PROBLEM REQUIREMENTS
Copy every line of the material below without changing a single character.

-- start DATA SUPPLIED --

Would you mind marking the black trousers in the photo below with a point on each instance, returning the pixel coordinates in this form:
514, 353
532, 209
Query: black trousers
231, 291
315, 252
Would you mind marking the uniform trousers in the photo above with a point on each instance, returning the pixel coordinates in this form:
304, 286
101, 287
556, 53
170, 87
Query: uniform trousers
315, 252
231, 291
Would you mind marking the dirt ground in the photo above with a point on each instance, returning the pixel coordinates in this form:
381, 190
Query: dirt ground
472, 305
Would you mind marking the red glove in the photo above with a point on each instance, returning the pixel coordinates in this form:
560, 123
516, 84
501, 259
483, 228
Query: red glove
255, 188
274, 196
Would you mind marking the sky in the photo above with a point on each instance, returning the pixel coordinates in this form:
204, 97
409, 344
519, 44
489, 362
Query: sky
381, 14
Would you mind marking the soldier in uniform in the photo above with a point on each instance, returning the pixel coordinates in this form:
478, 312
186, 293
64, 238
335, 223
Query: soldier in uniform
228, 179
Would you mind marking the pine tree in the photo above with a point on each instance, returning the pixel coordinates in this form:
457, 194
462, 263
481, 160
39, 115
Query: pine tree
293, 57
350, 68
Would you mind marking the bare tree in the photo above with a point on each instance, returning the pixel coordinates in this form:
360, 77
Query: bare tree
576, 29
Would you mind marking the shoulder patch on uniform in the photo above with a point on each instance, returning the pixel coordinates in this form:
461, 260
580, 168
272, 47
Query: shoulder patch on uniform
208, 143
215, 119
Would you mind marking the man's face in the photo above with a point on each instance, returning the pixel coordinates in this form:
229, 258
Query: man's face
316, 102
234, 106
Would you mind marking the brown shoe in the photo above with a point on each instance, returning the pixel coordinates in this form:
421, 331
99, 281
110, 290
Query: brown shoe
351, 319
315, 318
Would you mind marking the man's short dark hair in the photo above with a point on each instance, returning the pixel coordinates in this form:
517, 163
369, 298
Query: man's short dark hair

-- end DATA SUPPLIED --

RESPONSE FOR THIS EXERCISE
Would you mind marking the black trousers in the photo below with a point on each instance, returning the pixel coordinates in this form:
514, 353
532, 209
Query: black trousers
231, 291
315, 252
Would you mind marking the uniform trousers in the photo above with a point on each instance, returning the pixel coordinates in this form:
304, 286
101, 287
556, 53
170, 87
Query: uniform trousers
315, 252
231, 291
Would you mind marking the dirt ground in the photo above with a point on each instance, returning the pixel coordinates in this form:
381, 190
Query: dirt ground
472, 305
Would you mind marking the red glove in the photo above with a point on each instance, returning the pixel coordinates in this form:
560, 123
516, 84
501, 259
483, 228
Query: red glove
255, 188
274, 196
Would you mind marking the sky in the photo above with a point on each instance, returning the pixel coordinates in this form:
204, 97
409, 344
519, 44
489, 362
Query: sky
381, 14
Would you mind marking the soldier in uniform in the photo above with a point on each instance, returning the pixel coordinates in this form:
478, 312
186, 293
64, 238
335, 223
Query: soldier in uniform
228, 179
Would you mind marking the pine tree in the photo above with a point on each instance, returning the pixel coordinates in this form:
457, 194
462, 263
481, 160
39, 115
Query: pine tree
293, 57
350, 68
Would you mind marking the bare tree in the photo above with a point on each instance, returning the pixel coordinates in this form:
360, 77
Query: bare tree
576, 29
Would you mind marking the shoulder patch on uniform in the photo above with a point on each instance, returning the pixel coordinates in this form:
461, 260
580, 168
272, 47
Query: shoulder patch on uniform
208, 143
215, 119
Would you mind marking the man's face in the photo above with a point on each instance, returning the pixel coordinates in this form:
229, 258
Query: man's face
316, 102
234, 106
Would you mind marking the brown shoe in the photo above with a point on each instance, returning the pixel coordinates in this form:
421, 331
99, 281
110, 290
Query: brown shoe
351, 319
315, 318
Would you mind marking the man's short dark hair in the photo above with a point on each instance, returning the pixel coordinates in this form:
517, 163
369, 298
Query: man's short dark hair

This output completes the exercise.